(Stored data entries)
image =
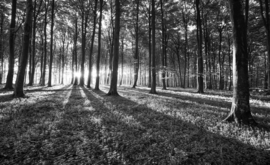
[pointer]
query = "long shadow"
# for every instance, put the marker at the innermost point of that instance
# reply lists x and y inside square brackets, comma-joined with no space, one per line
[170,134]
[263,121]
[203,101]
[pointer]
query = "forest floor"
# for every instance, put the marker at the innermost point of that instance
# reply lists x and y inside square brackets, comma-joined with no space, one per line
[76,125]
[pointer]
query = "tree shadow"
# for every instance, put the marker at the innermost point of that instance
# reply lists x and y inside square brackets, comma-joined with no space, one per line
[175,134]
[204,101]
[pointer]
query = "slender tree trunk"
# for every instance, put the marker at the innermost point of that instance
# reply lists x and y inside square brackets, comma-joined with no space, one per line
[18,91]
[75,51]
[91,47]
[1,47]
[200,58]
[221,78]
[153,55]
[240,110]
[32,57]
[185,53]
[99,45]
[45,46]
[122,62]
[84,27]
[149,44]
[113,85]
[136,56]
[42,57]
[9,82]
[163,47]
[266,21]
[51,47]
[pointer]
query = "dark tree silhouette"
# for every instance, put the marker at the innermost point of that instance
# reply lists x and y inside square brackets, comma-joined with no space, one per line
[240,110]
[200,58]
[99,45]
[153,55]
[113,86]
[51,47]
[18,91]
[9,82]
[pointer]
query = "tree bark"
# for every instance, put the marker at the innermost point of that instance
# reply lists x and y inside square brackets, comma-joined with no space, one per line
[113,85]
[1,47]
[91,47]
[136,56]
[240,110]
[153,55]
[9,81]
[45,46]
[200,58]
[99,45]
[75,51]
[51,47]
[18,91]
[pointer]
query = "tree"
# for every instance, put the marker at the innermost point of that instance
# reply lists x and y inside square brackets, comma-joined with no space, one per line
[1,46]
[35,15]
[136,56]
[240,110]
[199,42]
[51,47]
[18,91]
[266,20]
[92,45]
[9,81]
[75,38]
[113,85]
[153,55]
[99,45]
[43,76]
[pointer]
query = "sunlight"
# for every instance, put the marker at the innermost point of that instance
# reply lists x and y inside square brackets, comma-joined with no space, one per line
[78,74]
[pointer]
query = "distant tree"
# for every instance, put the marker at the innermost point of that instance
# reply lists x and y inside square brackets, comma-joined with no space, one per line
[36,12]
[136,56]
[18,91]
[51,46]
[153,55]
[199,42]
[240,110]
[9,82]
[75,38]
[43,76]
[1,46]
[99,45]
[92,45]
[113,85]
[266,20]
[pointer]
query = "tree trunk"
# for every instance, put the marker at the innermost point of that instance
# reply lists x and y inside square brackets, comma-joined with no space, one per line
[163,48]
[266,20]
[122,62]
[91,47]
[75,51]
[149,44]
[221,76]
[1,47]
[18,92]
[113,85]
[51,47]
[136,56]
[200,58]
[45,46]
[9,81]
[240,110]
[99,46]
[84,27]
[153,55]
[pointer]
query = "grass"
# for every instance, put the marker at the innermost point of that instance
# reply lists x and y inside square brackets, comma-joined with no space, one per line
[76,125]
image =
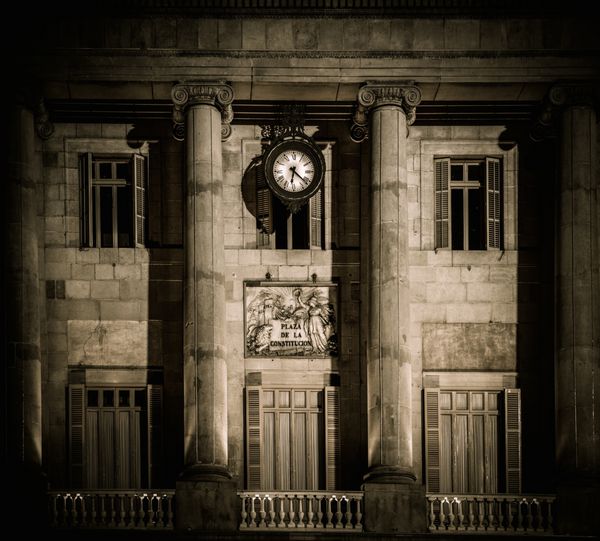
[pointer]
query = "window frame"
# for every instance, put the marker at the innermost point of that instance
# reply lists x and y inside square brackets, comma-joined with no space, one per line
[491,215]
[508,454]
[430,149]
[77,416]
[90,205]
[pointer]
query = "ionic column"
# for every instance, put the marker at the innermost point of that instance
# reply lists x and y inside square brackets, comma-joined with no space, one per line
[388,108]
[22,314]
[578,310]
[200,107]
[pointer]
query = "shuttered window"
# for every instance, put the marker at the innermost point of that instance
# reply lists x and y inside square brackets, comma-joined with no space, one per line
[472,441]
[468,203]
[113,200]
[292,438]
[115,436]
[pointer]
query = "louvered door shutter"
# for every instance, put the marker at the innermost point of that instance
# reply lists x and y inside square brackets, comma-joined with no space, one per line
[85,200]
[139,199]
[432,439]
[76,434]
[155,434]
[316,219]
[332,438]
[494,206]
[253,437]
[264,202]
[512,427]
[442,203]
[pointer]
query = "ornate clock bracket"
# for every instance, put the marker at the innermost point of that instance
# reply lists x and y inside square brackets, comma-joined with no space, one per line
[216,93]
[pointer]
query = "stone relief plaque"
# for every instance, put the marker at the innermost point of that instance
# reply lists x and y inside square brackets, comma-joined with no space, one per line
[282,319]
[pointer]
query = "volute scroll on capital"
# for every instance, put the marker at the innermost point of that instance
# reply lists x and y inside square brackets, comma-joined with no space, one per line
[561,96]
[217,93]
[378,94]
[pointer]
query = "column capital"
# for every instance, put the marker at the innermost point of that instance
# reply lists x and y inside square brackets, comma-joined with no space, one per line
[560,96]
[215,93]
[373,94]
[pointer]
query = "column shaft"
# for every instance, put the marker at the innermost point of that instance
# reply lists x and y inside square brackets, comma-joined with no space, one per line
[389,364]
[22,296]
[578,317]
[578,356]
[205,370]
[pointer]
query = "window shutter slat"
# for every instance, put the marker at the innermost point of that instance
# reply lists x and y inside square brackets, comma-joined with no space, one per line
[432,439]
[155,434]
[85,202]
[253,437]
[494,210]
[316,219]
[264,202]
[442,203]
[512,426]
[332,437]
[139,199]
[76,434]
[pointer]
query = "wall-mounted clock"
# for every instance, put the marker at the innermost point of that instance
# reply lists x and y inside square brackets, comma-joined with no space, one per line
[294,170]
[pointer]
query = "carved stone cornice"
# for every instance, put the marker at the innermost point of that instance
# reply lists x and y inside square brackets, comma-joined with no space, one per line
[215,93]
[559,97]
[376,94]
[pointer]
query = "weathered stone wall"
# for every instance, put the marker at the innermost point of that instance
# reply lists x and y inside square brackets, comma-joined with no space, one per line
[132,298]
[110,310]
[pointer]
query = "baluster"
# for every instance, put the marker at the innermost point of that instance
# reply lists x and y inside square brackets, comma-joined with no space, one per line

### What you should do
From the data above, copy each line with the string "tree" in it.

### Reply
query = "tree shadow"
query = "slender tree trunk"
query = "dark tree silhouette"
query = "tree bark"
query = "tree"
query = "distant tree"
query = "tree trunk"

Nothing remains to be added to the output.